Items from a dataset:
══════════════════════════════

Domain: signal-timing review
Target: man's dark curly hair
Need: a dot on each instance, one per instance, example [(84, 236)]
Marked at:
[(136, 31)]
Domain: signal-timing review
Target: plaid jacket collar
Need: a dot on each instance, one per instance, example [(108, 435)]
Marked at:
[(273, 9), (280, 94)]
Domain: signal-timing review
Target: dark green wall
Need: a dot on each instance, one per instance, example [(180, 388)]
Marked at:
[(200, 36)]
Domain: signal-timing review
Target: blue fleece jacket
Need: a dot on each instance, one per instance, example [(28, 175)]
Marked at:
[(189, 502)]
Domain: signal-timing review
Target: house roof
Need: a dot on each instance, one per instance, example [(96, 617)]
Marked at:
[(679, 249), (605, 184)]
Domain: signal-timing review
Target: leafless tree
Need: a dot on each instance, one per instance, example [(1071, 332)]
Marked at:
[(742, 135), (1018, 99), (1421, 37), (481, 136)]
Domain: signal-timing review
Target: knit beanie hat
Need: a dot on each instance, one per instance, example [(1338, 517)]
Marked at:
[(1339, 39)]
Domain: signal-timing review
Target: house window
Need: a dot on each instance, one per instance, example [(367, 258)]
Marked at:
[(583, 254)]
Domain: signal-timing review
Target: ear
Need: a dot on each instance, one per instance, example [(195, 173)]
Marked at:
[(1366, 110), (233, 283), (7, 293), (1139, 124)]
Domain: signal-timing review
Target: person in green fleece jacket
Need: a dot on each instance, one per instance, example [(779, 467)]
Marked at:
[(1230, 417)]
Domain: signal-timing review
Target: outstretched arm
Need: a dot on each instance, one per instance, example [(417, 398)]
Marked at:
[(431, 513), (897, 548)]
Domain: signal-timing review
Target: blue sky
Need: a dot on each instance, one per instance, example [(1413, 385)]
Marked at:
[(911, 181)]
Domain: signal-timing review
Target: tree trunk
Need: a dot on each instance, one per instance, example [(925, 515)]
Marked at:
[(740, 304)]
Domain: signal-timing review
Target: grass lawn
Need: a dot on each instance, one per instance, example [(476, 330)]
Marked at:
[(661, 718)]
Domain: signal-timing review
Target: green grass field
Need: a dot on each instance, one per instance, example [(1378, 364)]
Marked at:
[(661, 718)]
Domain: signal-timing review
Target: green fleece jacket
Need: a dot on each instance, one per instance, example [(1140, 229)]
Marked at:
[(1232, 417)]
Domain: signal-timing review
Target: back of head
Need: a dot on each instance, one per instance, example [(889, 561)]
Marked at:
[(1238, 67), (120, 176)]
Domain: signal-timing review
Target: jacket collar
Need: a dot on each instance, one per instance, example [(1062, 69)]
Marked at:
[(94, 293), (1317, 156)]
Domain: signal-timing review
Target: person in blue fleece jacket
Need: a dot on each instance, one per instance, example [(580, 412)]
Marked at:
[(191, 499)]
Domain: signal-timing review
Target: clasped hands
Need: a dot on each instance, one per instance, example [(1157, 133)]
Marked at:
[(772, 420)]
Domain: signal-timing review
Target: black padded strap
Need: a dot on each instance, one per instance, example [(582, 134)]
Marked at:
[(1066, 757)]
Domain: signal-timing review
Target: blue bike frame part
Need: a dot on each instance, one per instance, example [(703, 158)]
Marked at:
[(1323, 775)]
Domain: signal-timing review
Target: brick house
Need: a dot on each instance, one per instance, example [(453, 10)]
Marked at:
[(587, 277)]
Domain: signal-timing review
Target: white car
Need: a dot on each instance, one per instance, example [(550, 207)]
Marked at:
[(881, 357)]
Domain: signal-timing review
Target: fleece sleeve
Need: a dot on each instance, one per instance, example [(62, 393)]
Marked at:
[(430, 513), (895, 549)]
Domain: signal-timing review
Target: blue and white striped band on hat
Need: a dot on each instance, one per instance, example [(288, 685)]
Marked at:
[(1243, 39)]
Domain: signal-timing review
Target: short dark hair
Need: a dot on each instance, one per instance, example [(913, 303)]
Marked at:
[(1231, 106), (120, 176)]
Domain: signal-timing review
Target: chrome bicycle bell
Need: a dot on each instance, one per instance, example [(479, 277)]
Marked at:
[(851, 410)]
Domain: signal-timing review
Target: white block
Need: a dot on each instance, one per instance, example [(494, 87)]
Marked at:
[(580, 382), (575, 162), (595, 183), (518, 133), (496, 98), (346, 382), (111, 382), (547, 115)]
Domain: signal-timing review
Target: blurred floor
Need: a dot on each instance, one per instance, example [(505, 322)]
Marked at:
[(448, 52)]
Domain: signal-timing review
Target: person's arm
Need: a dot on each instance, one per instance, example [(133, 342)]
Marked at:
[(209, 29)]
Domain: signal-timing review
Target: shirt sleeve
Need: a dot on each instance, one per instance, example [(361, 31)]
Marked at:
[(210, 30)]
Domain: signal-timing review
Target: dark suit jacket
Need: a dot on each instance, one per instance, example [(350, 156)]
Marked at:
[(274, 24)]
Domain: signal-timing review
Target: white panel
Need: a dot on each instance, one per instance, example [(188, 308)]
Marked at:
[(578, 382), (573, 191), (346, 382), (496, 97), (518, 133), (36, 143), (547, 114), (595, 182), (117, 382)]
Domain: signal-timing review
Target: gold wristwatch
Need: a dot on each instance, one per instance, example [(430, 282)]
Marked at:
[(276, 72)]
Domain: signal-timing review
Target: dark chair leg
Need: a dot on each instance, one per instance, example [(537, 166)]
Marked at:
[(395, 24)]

══════════════════════════════

> _WHAT THE TASK ASKS_
Above are entries; state the number of lines among them that contain "fleece", and nothing else.

> _FINISHED EXERCISE_
5